::: Task data
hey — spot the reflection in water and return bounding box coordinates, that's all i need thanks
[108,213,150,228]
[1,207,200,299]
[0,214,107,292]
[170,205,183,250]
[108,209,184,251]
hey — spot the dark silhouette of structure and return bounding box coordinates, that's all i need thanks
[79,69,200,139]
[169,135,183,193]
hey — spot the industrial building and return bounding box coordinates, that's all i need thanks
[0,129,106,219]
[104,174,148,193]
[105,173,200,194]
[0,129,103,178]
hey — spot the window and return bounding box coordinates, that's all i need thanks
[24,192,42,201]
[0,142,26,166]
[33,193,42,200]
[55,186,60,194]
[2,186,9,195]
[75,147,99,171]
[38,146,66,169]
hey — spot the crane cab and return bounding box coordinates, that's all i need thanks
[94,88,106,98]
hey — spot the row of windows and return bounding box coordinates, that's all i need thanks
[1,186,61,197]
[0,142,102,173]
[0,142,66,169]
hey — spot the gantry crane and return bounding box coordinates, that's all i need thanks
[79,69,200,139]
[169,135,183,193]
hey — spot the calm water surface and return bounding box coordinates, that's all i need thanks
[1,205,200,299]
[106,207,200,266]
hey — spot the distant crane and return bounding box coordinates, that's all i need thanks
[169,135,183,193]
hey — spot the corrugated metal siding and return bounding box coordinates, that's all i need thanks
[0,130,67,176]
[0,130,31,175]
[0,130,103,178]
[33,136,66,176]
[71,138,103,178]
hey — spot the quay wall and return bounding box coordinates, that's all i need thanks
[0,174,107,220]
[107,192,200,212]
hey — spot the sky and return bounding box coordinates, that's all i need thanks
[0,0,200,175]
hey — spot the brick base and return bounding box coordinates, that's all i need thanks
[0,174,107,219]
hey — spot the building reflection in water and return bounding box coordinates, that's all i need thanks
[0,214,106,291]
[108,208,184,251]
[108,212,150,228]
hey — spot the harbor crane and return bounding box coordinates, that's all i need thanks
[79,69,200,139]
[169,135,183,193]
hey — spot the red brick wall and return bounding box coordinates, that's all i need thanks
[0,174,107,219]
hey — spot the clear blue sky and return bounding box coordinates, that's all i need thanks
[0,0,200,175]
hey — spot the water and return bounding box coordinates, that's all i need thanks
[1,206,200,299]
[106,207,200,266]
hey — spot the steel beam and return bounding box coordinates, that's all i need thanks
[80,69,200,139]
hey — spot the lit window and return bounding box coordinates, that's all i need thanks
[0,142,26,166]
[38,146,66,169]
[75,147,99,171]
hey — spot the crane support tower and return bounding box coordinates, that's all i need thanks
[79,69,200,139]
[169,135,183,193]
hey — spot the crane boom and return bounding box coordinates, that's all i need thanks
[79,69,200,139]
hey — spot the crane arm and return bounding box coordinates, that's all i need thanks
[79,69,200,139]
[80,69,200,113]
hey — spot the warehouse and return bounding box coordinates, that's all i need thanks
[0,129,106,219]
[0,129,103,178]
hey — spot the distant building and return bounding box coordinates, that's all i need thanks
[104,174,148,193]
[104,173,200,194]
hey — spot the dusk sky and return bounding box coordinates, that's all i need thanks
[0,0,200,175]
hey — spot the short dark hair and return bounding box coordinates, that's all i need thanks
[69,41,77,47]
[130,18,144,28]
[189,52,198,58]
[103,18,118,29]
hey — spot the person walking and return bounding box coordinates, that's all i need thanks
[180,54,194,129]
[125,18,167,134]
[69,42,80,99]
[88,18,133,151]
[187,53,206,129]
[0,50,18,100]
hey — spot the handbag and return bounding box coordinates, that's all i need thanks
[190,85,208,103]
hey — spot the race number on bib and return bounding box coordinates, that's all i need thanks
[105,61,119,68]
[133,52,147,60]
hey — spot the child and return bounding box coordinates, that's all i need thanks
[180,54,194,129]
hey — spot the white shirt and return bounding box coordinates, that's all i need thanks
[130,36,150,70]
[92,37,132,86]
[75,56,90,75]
::::::
## What is required
Retype the listing exactly, in full.

## Response to this exercise
hey — spot the reflection in water and return bounding box coordinates, that's all i need thanks
[108,213,150,228]
[1,207,200,299]
[0,214,107,292]
[170,205,183,250]
[108,209,184,251]
hey — spot the dark silhouette of structure and return bounding box coordinates, that's all i need thanks
[79,69,200,139]
[169,135,183,193]
hey — spot the industrial building and return bounding box coordinates, that's all i need thanks
[0,129,106,219]
[104,174,148,193]
[105,173,200,194]
[0,129,103,178]
hey — spot the window and return bounding box coordinates, that's all i need thanks
[24,192,42,201]
[0,142,26,166]
[33,193,42,200]
[55,186,60,194]
[2,186,9,195]
[75,147,99,171]
[38,146,66,169]
hey — spot the crane cab and return bounding box coordinates, that's all i need thanks
[94,88,106,98]
hey — spot the row of windows and return bounding box coordinates, that's all i need thanks
[1,186,61,197]
[0,142,102,173]
[0,142,66,169]
hey — spot the gantry crane and return bounding box coordinates, that's all i need thanks
[79,69,200,139]
[169,135,183,193]
hey — spot the calm water surface and return bounding box coordinates, that's all i need thanks
[1,205,200,299]
[106,207,200,266]
hey — spot the distant crane and return bounding box coordinates, that's all i need thanks
[169,135,183,193]
hey — spot the corrugated metal siding and return bounding box coordinates, that's all i need thanks
[0,130,67,176]
[0,130,31,175]
[0,130,103,178]
[33,136,66,176]
[71,138,103,178]
hey — spot the quay wall and return bounding box coordinates, that's all i need thanks
[0,174,107,220]
[107,192,200,212]
hey — spot the sky and return bounding box coordinates, that's all i need thanks
[0,0,200,175]
hey — spot the brick base and return bounding box coordinates, that's all i need thanks
[0,174,107,219]
hey — spot the building reflection in water and return bounding box coordinates, that's all i need thanks
[0,214,106,291]
[108,208,184,251]
[108,212,150,228]
hey — spot the harbor crane and return bounding box coordinates, that's all i need thanks
[79,69,200,139]
[169,135,183,193]
hey — spot the red brick wall and return bounding box coordinates, that's all i need thanks
[0,174,107,219]
hey — spot the clear blue sky and return bounding box coordinates, that's all i need thanks
[0,0,200,175]
hey — spot the water and return bounding box coordinates, that's all i need thanks
[1,206,200,299]
[106,207,200,266]
hey — spot the steel beam and return bounding box coordinates, that's all i need thanks
[80,69,200,139]
hey — spot the lit window and return bounding box coordinates, that's all i need thanks
[0,142,26,166]
[38,146,66,169]
[75,147,99,171]
hey — spot the crane support tower and return bounding box coordinates, that's all i need thanks
[79,69,200,139]
[169,135,183,193]
hey — spot the crane boom and return bounding box coordinates, that's all i need thanks
[79,69,200,139]
hey — spot the crane arm and return bounding box coordinates, that's all i need thanks
[79,69,200,139]
[80,69,200,113]
hey — spot the warehouse and return bounding box coordinates, that's all i need thanks
[0,129,106,219]
[0,129,103,178]
hey — spot the distant building and return bounding box coordinates, that's all i need thanks
[104,174,148,193]
[104,173,200,194]
hey — spot the dusk sky and return bounding box coordinates, that's all i need thanks
[0,0,200,175]
hey — spot the short dark hair and return bounding box coordinates, that's all i need thanks
[69,41,77,47]
[130,18,144,28]
[189,52,198,58]
[103,18,118,29]
hey — spot the person walking and return bounding box coordinates, that's all i need thanks
[180,54,194,129]
[125,18,167,134]
[69,42,80,99]
[88,18,133,151]
[187,53,206,129]
[0,50,18,100]
hey — spot the handbag and return bounding box coordinates, that's all i need thanks
[190,85,208,103]
hey — spot the race number on bib and return bounding box coordinates, that's all i need thanks
[105,61,119,68]
[133,52,147,60]
hey — spot the child and return bounding box coordinates, that's all i need thanks
[180,54,194,129]
hey — spot the white shirt and return bounding box coordinates, that's all i need thanks
[130,36,150,70]
[92,37,132,86]
[75,56,90,75]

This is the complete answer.